• Work task: When you transcribe the entries below, begin at their first line and stop after the line containing "of the gabled"; pictures stay out.

• Records from a data collection:

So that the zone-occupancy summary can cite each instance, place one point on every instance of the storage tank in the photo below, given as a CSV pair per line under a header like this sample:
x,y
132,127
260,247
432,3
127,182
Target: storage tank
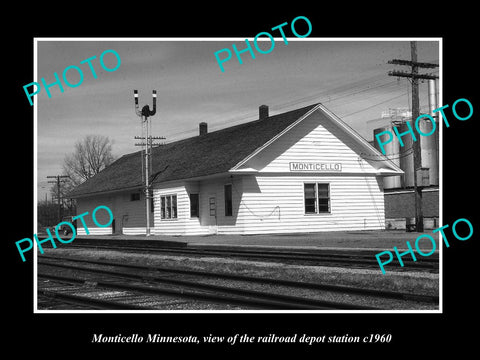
x,y
429,150
430,145
392,151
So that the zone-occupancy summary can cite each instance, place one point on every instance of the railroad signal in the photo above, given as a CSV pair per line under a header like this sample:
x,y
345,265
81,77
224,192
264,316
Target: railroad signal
x,y
144,115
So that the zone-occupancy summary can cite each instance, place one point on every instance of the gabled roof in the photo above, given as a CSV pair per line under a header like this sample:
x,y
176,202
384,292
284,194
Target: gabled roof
x,y
213,153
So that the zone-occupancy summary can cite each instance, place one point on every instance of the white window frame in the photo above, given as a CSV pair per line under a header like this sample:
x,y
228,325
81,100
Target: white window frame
x,y
163,214
317,213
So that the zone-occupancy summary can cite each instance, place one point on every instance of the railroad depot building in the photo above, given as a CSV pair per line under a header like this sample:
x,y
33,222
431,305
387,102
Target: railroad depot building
x,y
300,171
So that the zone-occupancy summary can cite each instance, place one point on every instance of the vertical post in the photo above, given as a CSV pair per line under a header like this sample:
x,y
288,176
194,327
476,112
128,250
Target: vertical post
x,y
58,199
417,155
147,187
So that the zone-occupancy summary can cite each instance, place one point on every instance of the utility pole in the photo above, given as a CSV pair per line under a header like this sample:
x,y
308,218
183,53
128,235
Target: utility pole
x,y
59,196
144,115
414,76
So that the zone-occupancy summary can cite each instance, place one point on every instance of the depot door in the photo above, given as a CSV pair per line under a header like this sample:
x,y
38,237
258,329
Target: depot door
x,y
212,214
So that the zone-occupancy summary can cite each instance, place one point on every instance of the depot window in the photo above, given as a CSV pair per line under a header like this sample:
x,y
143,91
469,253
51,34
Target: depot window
x,y
194,205
168,206
317,198
228,200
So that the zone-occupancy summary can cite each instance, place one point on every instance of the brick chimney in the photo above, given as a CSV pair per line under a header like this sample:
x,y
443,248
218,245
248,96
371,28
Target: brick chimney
x,y
202,128
263,112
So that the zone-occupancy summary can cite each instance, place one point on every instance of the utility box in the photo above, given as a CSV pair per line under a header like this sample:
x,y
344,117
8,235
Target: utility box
x,y
423,177
410,224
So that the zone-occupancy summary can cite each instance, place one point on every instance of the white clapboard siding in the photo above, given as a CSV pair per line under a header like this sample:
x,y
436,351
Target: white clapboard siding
x,y
279,206
315,139
129,215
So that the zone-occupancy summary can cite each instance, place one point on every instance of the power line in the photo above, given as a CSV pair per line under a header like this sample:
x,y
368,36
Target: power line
x,y
414,76
59,194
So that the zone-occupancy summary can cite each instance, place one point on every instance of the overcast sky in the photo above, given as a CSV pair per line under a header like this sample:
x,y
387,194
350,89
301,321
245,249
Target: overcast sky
x,y
348,77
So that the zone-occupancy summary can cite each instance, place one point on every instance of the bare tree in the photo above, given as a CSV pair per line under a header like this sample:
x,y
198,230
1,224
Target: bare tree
x,y
91,155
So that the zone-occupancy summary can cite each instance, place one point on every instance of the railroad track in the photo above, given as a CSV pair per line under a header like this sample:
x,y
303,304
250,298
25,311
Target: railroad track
x,y
345,258
200,286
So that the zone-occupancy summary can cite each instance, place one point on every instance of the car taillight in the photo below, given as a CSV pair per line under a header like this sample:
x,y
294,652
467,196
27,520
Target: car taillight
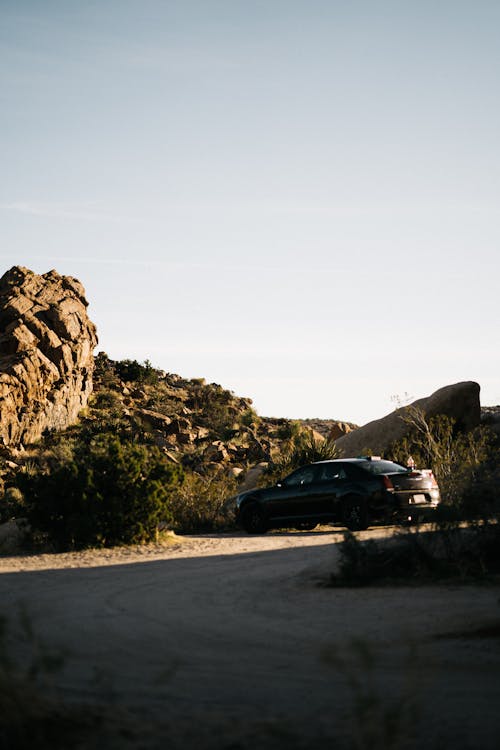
x,y
434,484
387,483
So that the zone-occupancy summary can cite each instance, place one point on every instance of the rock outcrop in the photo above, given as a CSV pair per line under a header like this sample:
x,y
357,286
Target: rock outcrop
x,y
46,354
459,401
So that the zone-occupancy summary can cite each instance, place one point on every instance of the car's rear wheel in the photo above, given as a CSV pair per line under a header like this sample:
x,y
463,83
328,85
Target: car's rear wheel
x,y
306,525
355,514
253,519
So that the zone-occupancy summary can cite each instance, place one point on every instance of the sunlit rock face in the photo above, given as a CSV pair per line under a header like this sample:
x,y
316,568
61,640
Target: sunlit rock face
x,y
46,354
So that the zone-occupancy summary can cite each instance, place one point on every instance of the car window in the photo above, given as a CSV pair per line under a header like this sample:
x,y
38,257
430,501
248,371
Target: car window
x,y
301,476
383,467
329,472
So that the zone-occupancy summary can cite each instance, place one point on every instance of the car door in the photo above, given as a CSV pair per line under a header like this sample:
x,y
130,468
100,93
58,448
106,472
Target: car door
x,y
331,482
296,497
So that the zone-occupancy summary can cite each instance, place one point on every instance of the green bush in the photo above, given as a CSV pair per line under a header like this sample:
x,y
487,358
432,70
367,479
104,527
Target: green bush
x,y
108,492
302,449
448,551
130,370
198,504
465,463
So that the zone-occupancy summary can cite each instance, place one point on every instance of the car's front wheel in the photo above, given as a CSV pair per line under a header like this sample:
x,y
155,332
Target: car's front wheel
x,y
355,514
253,519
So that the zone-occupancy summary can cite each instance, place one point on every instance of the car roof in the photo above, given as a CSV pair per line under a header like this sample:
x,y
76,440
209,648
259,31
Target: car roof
x,y
344,460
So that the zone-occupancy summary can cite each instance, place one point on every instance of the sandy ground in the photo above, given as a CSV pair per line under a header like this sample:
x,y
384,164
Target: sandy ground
x,y
230,641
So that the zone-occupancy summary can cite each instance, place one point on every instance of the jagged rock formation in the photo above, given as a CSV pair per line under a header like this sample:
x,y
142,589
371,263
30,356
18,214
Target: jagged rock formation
x,y
459,401
46,354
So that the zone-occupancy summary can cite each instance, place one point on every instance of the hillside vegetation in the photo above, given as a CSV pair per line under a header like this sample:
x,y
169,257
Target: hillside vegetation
x,y
151,451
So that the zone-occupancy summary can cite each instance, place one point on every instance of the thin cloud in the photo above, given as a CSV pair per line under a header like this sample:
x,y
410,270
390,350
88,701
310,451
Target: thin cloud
x,y
45,210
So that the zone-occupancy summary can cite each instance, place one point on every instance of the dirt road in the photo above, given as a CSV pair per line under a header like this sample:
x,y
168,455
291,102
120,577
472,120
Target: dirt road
x,y
231,640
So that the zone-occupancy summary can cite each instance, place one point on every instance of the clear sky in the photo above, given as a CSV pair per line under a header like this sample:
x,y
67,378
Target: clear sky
x,y
297,199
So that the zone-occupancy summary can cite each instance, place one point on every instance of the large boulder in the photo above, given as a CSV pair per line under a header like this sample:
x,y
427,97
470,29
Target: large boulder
x,y
46,354
459,401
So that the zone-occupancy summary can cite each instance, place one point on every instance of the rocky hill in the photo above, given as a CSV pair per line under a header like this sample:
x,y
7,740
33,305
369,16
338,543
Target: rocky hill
x,y
201,425
46,354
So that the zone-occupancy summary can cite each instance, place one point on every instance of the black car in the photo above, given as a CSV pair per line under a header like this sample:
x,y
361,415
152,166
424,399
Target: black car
x,y
355,492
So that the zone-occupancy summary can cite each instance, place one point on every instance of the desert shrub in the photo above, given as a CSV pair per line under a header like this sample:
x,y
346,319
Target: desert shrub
x,y
198,504
465,463
130,370
448,551
249,418
11,505
109,492
105,398
302,449
104,371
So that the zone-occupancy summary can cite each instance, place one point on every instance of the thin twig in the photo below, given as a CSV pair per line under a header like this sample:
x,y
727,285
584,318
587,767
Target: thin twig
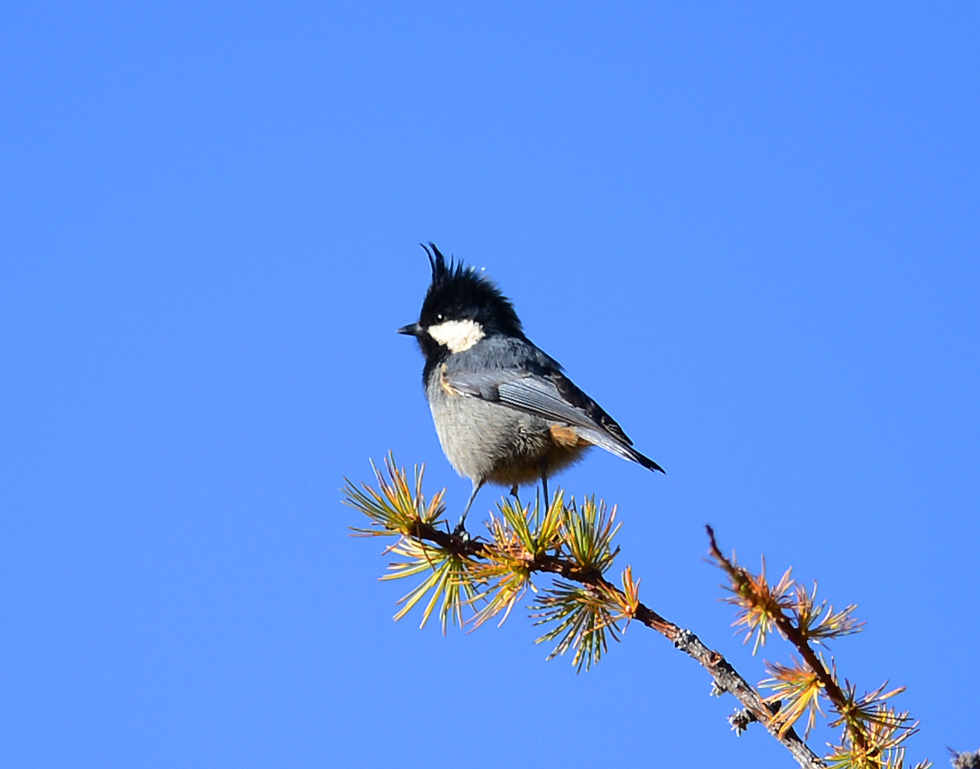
x,y
724,674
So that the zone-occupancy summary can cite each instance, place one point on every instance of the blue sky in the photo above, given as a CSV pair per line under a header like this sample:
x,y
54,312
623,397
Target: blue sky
x,y
749,232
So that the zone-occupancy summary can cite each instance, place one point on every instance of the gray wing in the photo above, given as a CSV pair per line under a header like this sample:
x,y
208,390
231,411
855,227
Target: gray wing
x,y
550,395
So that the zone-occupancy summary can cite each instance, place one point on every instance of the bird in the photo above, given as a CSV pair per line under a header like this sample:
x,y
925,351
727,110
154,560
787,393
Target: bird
x,y
504,410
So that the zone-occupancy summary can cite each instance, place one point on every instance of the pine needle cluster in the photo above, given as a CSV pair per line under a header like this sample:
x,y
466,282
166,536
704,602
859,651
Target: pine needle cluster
x,y
873,732
470,582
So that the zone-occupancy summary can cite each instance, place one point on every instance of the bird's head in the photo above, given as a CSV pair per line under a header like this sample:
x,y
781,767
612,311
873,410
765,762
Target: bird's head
x,y
461,307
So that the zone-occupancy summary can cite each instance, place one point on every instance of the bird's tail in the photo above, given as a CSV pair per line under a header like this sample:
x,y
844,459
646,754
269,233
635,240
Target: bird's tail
x,y
620,449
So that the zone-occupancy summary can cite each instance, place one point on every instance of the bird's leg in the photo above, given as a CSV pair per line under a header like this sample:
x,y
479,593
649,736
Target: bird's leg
x,y
460,529
544,484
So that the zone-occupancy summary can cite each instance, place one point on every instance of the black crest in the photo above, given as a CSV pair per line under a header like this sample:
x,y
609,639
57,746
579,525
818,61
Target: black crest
x,y
459,292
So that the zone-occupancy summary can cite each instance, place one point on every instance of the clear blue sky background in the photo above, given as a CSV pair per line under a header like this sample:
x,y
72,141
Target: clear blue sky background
x,y
750,233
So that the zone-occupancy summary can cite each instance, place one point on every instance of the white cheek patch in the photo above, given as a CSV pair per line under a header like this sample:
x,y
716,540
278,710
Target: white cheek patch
x,y
457,335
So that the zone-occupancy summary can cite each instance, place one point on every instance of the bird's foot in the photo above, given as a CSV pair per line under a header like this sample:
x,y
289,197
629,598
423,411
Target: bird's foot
x,y
460,530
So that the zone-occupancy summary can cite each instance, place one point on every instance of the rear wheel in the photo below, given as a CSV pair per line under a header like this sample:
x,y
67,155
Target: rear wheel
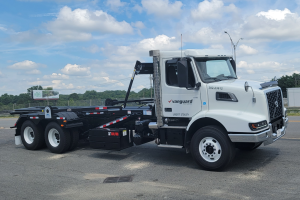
x,y
32,136
211,148
57,139
245,146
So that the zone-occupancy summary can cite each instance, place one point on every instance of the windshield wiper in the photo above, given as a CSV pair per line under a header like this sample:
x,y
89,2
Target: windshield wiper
x,y
215,78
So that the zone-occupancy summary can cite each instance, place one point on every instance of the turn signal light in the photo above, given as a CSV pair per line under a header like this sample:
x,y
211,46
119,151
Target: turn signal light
x,y
258,125
113,133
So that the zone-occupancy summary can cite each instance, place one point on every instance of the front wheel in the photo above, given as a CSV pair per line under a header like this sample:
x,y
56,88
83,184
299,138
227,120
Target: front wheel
x,y
211,148
57,139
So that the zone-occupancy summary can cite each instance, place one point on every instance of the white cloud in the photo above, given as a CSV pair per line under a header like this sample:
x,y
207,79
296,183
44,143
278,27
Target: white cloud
x,y
216,46
56,76
3,29
268,26
115,4
138,8
206,35
213,9
76,70
162,8
275,14
25,65
138,24
75,25
247,49
58,84
34,71
79,23
142,48
92,49
124,57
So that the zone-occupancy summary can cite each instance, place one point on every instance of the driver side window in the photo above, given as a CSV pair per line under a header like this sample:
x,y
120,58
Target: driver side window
x,y
171,73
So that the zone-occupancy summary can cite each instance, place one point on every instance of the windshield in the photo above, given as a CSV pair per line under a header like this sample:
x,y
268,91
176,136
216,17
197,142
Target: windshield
x,y
215,69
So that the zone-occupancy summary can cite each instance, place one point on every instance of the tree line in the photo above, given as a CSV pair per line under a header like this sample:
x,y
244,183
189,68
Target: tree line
x,y
6,99
25,98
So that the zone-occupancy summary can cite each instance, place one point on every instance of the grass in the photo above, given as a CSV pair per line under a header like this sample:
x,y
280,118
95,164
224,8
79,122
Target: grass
x,y
293,114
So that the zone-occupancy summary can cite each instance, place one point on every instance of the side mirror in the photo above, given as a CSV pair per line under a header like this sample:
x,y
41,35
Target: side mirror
x,y
233,65
246,86
182,73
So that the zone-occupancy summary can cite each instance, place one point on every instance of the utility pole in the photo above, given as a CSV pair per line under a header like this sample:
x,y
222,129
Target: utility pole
x,y
234,45
151,85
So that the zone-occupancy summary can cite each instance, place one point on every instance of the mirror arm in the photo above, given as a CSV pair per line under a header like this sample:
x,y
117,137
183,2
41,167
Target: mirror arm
x,y
197,86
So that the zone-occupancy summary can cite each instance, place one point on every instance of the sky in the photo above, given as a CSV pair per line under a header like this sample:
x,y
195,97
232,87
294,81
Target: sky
x,y
79,45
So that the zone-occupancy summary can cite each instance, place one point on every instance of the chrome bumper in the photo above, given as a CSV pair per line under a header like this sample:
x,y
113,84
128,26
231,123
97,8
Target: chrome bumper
x,y
267,136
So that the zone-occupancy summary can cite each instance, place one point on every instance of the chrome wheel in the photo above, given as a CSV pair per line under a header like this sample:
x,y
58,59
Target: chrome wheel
x,y
28,135
210,149
54,137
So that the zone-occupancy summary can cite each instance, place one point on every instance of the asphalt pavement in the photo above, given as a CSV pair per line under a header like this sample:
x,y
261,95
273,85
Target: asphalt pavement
x,y
269,172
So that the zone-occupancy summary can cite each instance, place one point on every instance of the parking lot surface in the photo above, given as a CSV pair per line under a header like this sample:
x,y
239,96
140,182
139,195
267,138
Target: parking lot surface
x,y
269,172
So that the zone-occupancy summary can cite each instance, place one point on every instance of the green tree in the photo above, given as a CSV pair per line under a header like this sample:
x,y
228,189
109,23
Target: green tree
x,y
37,87
90,94
73,96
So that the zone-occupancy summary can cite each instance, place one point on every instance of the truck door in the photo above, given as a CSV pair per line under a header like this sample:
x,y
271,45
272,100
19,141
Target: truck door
x,y
176,101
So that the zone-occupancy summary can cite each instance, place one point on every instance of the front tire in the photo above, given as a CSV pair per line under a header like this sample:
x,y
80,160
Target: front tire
x,y
57,139
211,148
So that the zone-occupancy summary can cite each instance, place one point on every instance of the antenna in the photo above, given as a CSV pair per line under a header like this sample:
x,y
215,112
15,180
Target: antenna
x,y
181,46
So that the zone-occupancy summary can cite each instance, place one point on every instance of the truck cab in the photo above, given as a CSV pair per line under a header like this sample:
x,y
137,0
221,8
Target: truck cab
x,y
200,93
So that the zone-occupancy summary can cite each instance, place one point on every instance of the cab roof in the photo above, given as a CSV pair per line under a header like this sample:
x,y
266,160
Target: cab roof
x,y
196,53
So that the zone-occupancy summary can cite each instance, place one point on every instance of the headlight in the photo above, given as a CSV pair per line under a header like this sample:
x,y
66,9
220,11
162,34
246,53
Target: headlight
x,y
258,125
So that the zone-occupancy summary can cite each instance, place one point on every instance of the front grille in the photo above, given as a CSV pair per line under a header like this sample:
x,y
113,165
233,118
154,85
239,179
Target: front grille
x,y
275,104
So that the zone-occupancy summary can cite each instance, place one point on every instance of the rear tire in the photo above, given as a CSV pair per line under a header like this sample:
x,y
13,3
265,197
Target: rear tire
x,y
244,146
57,139
32,136
74,139
211,148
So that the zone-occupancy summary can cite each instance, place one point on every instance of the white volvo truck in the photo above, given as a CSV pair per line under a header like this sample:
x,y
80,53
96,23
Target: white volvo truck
x,y
199,105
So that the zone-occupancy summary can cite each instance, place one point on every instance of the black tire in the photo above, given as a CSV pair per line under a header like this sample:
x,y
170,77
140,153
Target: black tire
x,y
245,146
221,149
74,139
32,136
57,138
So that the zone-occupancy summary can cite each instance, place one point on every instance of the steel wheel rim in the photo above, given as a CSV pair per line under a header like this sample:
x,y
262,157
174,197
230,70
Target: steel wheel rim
x,y
54,137
210,149
28,135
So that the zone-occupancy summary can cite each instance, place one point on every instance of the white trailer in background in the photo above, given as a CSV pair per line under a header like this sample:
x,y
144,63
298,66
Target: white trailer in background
x,y
293,95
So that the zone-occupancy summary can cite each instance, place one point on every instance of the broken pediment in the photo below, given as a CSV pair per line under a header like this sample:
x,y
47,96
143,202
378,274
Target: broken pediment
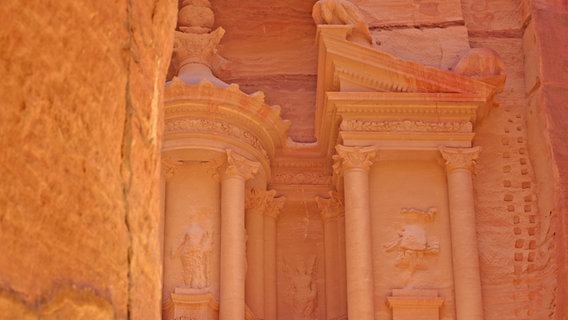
x,y
369,97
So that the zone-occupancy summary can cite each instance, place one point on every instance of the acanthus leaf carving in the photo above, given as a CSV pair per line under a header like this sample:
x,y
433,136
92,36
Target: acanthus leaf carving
x,y
460,158
353,157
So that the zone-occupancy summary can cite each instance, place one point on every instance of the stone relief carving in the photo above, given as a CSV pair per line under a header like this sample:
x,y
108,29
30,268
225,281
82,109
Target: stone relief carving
x,y
303,292
194,254
412,243
203,125
406,126
341,12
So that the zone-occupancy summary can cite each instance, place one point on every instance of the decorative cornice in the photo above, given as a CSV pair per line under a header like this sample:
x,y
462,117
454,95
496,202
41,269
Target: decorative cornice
x,y
311,178
460,158
406,126
189,125
353,157
239,166
258,199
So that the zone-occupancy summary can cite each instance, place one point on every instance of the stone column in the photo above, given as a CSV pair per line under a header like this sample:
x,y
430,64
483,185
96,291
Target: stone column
x,y
331,211
355,163
167,171
273,207
467,282
233,236
255,203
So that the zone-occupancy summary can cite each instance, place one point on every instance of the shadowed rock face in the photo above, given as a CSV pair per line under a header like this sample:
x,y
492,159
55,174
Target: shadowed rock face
x,y
80,140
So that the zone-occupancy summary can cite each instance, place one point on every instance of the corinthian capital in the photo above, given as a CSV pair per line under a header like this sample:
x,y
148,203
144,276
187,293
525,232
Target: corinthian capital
x,y
460,158
353,157
240,166
169,166
273,206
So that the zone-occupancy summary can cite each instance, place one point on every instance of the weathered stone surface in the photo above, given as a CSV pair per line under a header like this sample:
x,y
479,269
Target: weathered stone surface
x,y
80,140
410,12
430,46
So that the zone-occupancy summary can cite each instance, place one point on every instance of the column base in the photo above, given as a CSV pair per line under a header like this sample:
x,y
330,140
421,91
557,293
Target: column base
x,y
187,303
407,304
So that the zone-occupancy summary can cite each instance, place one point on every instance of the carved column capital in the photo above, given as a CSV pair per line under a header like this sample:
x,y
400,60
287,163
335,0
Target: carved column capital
x,y
273,206
331,207
353,157
169,166
460,158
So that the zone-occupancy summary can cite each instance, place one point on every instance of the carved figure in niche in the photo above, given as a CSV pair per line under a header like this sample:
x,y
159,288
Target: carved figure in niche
x,y
303,291
194,252
341,12
412,243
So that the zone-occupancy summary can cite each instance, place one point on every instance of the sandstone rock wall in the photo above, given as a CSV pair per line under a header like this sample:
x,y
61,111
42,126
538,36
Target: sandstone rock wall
x,y
80,139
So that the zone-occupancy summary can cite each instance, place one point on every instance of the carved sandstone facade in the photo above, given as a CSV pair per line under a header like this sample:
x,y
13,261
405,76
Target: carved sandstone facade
x,y
405,172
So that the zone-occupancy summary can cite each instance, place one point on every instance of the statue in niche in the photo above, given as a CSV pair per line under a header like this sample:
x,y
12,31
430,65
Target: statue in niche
x,y
193,252
303,291
341,12
412,243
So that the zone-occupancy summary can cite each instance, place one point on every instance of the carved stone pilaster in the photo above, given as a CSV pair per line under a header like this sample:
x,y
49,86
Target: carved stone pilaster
x,y
169,166
353,157
332,207
459,158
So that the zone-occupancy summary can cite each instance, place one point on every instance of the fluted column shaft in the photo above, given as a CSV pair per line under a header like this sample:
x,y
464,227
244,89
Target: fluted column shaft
x,y
467,282
233,235
355,163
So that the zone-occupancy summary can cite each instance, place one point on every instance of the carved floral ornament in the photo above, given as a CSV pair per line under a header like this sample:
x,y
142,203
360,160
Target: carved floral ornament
x,y
353,157
234,165
406,126
460,158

• Task output:
So that the zone-occupancy summary can cite each instance, place one point on every instance of the storage tank in the photo below, given as a CSV pair per line under a header like this sample:
x,y
132,127
260,247
432,3
127,182
Target: storage tank
x,y
429,150
430,145
392,151
So that the zone-occupancy summary can cite each instance, place one point on every instance of the railroad signal in the photo above, given as a CSV pair per line under a header like this sample:
x,y
345,265
81,77
224,192
264,316
Target: railroad signal
x,y
144,115
So that the zone-occupancy summary can cite each instance, place one point on every instance of the gabled roof in the photo above, given as a CSV pair per line under a header like this sample:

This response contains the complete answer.